[EXTRACTED ENTRIES — start]

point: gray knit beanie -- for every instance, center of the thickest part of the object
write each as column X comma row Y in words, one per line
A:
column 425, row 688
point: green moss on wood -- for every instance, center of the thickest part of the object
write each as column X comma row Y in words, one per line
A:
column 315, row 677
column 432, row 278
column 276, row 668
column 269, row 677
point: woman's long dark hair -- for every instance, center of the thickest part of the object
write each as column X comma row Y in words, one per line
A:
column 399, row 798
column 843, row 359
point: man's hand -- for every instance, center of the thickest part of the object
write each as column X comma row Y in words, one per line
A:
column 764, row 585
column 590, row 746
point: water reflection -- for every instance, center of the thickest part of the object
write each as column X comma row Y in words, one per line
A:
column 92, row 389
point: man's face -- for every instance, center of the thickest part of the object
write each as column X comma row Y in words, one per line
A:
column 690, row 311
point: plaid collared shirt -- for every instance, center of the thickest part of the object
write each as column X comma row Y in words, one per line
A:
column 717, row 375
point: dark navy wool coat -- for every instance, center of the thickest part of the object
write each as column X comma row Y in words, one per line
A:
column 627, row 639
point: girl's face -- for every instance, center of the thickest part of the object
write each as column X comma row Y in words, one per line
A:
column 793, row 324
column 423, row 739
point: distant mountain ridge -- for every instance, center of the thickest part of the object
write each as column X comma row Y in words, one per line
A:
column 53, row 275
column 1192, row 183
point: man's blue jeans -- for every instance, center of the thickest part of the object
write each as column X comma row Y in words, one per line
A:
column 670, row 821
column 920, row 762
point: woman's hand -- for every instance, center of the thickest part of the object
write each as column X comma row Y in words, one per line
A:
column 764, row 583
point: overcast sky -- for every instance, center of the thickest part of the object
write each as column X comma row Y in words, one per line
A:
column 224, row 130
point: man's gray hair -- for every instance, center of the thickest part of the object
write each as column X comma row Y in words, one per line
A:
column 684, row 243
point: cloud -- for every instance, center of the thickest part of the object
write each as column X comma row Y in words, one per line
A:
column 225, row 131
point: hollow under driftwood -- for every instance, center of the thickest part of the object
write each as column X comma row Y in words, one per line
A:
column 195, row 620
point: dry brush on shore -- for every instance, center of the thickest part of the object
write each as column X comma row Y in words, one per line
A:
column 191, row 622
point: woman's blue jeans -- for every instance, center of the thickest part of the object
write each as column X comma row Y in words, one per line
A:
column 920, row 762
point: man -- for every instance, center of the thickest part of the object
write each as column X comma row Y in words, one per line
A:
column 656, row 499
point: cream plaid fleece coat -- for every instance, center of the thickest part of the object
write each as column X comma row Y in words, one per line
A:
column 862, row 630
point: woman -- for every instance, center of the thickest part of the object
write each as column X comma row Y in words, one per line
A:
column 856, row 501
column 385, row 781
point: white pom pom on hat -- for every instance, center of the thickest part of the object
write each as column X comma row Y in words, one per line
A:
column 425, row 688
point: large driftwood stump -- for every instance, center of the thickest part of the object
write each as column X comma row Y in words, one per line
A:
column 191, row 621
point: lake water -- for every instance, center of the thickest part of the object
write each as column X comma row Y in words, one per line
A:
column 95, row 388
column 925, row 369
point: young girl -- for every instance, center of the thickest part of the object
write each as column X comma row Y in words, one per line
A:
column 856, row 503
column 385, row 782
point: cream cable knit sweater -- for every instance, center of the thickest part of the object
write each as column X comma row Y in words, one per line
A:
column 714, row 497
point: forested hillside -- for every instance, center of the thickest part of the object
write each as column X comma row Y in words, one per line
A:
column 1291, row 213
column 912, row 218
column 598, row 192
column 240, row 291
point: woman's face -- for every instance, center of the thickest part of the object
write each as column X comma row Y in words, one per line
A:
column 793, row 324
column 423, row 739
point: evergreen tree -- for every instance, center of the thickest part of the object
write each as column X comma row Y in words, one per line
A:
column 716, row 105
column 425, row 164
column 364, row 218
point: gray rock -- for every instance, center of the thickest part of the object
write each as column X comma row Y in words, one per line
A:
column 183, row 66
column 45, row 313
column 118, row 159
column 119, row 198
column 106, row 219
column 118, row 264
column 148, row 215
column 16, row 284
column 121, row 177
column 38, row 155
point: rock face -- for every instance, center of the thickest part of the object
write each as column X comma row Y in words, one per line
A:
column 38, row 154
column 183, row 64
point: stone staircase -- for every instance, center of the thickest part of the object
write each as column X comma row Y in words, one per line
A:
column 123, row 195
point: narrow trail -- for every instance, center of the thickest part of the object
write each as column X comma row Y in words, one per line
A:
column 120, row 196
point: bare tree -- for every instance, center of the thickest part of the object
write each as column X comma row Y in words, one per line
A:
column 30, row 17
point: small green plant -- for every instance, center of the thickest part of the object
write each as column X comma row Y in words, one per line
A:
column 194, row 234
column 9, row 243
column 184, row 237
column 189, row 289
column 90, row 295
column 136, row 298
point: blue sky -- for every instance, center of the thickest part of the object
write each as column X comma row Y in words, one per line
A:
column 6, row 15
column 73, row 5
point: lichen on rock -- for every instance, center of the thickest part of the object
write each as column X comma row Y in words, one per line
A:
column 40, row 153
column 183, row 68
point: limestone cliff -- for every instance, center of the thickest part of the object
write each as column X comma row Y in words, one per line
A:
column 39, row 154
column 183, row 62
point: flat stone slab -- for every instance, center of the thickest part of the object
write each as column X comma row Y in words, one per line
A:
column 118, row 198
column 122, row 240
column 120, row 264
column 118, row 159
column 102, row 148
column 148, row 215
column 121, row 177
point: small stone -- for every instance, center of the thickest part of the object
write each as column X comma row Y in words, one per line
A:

[EXTRACTED ENTRIES — finish]

- PROBLEM REQUIREMENTS: Give the number of lines in the data that contain the string "plaid", and nothing else.

- SOLUTION TO THIS PROBLEM: 2